• TASK TO CARRY OUT
Please return the part of the passage on Gerron below between "Under the Nazis" and "musicians and artists.", inclusive, copied word for word.

• PASSAGE GIVEN
★ ★ ★ ★ ★
Gerron's popular cinema breakthrough came with The Blue Angel (Der Blaue Engel, 1930) opposite Marlene Dietrich. Two years before, Gerron originated the role of "Tiger" Brown in the 1928 premiere production of The Threepenny Opera (Die Dreigroschenoper) at the Berlin Theater am Schiffbauerdamm, in which he also performed the first public performance of the song, "Mack the Knife". With the show's international success, Gerron's name and recorded voice became well known across Europe.

Under the Nazis
After the 1933 seizure of power by the Nazis (known today as the Machtergreifung), Gerron left Nazi Germany with his wife and parents, traveling first to Paris and later to Amsterdam. He continued work there as an actor at the Stadsschouwburg and directed several movies. Several times he was offered employment in Hollywood through the agency of Peter Lorre and Josef von Sternberg, but Gerron refused to leave Europe.

After the Wehrmacht occupied the Netherlands, Gerron and his parents were first interned in the transit camp at Westerbork. His parents were deported on May 5th 1943 and murdered in Sobibor. Gerron and his wife were later sent to the Theresienstadt concentration camp. There he was forced by the SS to stage the cabaret review, Karussell, in which he reprised Mack the Knife, as well as compositions by Martin Roman and other imprisoned musicians and artists.
★ ★ ★ ★ ★
• GIVEN INFORMATION
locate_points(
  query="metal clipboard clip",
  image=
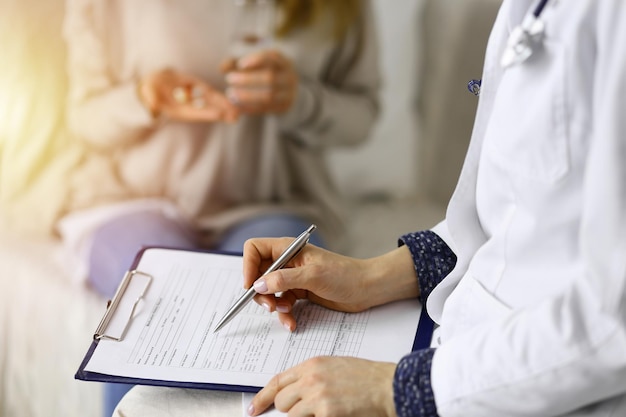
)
(128, 285)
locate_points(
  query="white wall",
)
(386, 163)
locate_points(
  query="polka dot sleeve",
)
(433, 259)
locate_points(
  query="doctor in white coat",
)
(529, 266)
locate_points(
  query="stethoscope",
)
(522, 42)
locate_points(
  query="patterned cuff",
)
(412, 391)
(432, 257)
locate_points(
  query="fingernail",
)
(260, 286)
(232, 96)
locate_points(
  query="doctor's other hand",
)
(326, 278)
(260, 83)
(330, 386)
(184, 97)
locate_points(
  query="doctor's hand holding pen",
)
(347, 386)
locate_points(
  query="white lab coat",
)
(533, 317)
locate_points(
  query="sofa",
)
(47, 316)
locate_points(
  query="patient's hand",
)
(184, 97)
(261, 82)
(324, 386)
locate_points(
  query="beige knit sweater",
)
(214, 174)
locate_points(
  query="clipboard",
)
(130, 294)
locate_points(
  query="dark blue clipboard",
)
(422, 340)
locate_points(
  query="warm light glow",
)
(32, 96)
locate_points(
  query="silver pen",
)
(289, 253)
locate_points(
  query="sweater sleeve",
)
(104, 111)
(339, 106)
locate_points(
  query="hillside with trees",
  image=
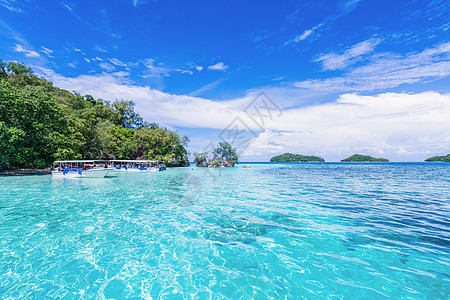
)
(224, 155)
(289, 157)
(364, 158)
(445, 158)
(40, 123)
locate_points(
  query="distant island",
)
(445, 158)
(364, 158)
(289, 157)
(223, 156)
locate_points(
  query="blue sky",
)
(345, 76)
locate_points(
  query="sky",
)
(326, 78)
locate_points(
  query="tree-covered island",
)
(364, 158)
(40, 123)
(445, 158)
(224, 155)
(289, 157)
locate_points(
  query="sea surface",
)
(272, 231)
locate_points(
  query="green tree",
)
(227, 152)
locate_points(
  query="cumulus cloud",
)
(220, 66)
(398, 126)
(28, 53)
(395, 125)
(304, 35)
(107, 67)
(117, 62)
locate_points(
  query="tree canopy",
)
(224, 155)
(40, 123)
(364, 158)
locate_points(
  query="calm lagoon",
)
(282, 231)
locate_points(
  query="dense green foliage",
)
(364, 158)
(224, 155)
(445, 158)
(40, 123)
(225, 151)
(289, 157)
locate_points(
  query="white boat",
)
(122, 165)
(81, 168)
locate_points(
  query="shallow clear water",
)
(271, 231)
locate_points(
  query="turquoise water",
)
(273, 231)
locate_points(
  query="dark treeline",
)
(40, 123)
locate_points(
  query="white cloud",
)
(28, 53)
(47, 51)
(100, 49)
(107, 67)
(304, 35)
(154, 70)
(11, 5)
(117, 62)
(393, 125)
(397, 126)
(333, 61)
(220, 66)
(387, 71)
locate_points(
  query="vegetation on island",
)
(289, 157)
(224, 155)
(445, 158)
(364, 158)
(40, 123)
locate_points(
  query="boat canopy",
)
(134, 161)
(80, 161)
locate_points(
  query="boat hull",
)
(92, 173)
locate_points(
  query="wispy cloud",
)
(100, 49)
(28, 53)
(220, 66)
(388, 70)
(343, 8)
(47, 51)
(206, 88)
(333, 61)
(11, 5)
(154, 70)
(304, 35)
(107, 67)
(117, 62)
(411, 127)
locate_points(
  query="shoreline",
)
(24, 172)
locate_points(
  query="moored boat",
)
(81, 168)
(122, 165)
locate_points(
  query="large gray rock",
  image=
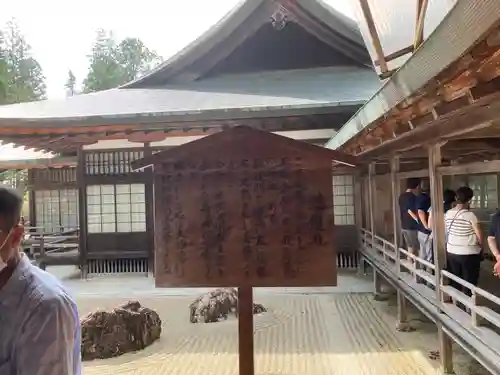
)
(216, 305)
(127, 328)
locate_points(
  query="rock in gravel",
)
(216, 305)
(127, 328)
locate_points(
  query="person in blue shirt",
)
(494, 241)
(408, 213)
(39, 325)
(449, 199)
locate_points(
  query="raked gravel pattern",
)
(316, 334)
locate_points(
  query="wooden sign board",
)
(254, 212)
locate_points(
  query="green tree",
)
(4, 78)
(70, 84)
(21, 71)
(112, 64)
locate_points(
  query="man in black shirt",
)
(409, 219)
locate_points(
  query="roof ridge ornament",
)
(280, 17)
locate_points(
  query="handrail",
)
(411, 264)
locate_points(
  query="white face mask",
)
(3, 265)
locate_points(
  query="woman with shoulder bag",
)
(464, 241)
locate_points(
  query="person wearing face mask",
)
(39, 324)
(464, 240)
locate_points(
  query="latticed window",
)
(56, 209)
(343, 200)
(116, 208)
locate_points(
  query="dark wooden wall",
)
(112, 167)
(52, 179)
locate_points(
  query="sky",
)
(61, 33)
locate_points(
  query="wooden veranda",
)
(436, 118)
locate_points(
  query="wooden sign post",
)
(244, 208)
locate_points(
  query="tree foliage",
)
(70, 84)
(21, 76)
(113, 63)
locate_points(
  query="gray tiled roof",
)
(229, 94)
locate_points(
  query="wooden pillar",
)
(439, 246)
(245, 330)
(82, 211)
(358, 216)
(377, 281)
(402, 324)
(395, 188)
(150, 199)
(371, 197)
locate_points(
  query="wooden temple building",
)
(436, 117)
(297, 68)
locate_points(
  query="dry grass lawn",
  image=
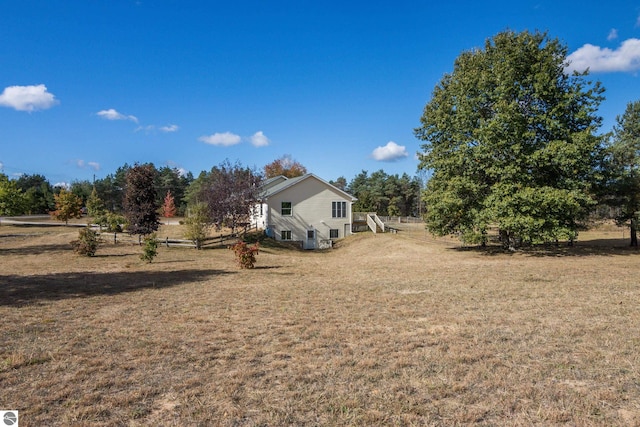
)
(382, 330)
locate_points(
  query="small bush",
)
(245, 254)
(111, 221)
(150, 248)
(87, 243)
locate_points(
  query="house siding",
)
(311, 209)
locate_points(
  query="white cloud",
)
(112, 114)
(598, 59)
(224, 139)
(27, 98)
(147, 129)
(91, 165)
(259, 139)
(390, 152)
(170, 128)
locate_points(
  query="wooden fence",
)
(220, 240)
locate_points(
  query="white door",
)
(311, 239)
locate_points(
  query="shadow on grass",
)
(36, 249)
(594, 247)
(19, 290)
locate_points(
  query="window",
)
(338, 209)
(285, 234)
(285, 209)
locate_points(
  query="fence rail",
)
(219, 240)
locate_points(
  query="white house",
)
(304, 209)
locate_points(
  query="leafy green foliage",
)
(624, 169)
(12, 199)
(38, 194)
(87, 243)
(285, 166)
(68, 206)
(95, 205)
(197, 223)
(168, 206)
(140, 203)
(245, 254)
(509, 138)
(112, 222)
(385, 194)
(149, 248)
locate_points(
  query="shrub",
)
(150, 248)
(111, 221)
(87, 243)
(245, 254)
(197, 223)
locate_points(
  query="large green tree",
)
(12, 199)
(38, 194)
(509, 137)
(68, 206)
(624, 168)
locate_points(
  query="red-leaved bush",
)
(245, 254)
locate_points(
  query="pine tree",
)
(140, 206)
(68, 206)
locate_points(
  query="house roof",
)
(290, 182)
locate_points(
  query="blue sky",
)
(88, 85)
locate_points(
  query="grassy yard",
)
(382, 330)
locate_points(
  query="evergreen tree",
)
(624, 168)
(140, 201)
(12, 199)
(68, 206)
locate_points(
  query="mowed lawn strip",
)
(382, 330)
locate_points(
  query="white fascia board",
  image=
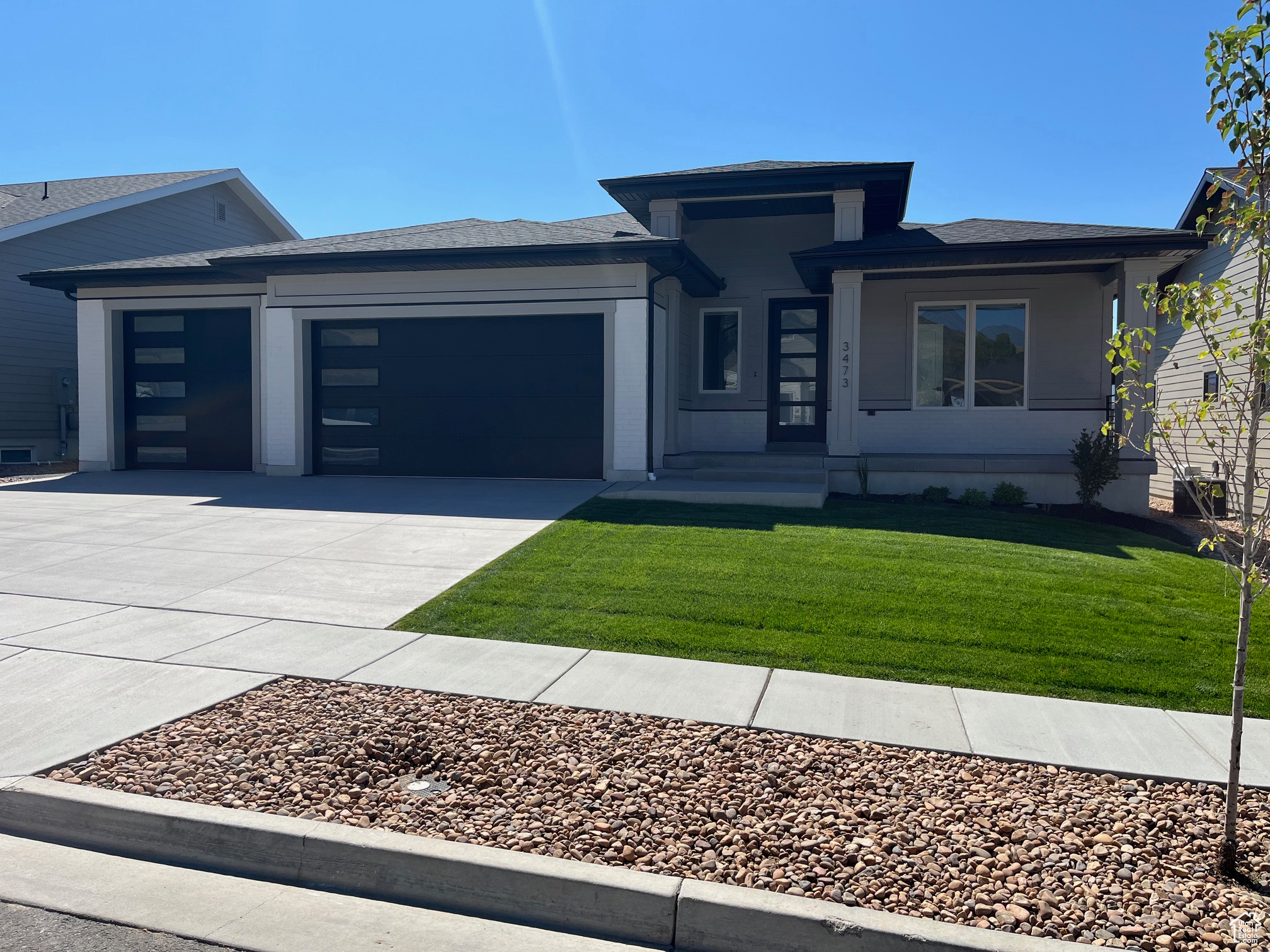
★ ★ ★ ★ ★
• EXERCISE RESULT
Under the Nazis
After the 1933 seizure of power by the Nazis (known today as the Machtergreifung), Gerron left Nazi Germany with his wife and parents, traveling first to Paris and later to Amsterdam. He continued work there as an actor at the Stadsschouwburg and directed several movies. Several times he was offered employment in Hollywood through the agency of Peter Lorre and Josef von Sternberg, but Gerron refused to leave Europe.

After the Wehrmacht occupied the Netherlands, Gerron and his parents were first interned in the transit camp at Westerbork. His parents were deported on May 5th 1943 and murdered in Sobibor. Gerron and his wife were later sent to the Theresienstadt concentration camp. There he was forced by the SS to stage the cabaret review, Karussell, in which he reprised Mack the Knife, as well as compositions by Martin Roman and other imprisoned musicians and artists.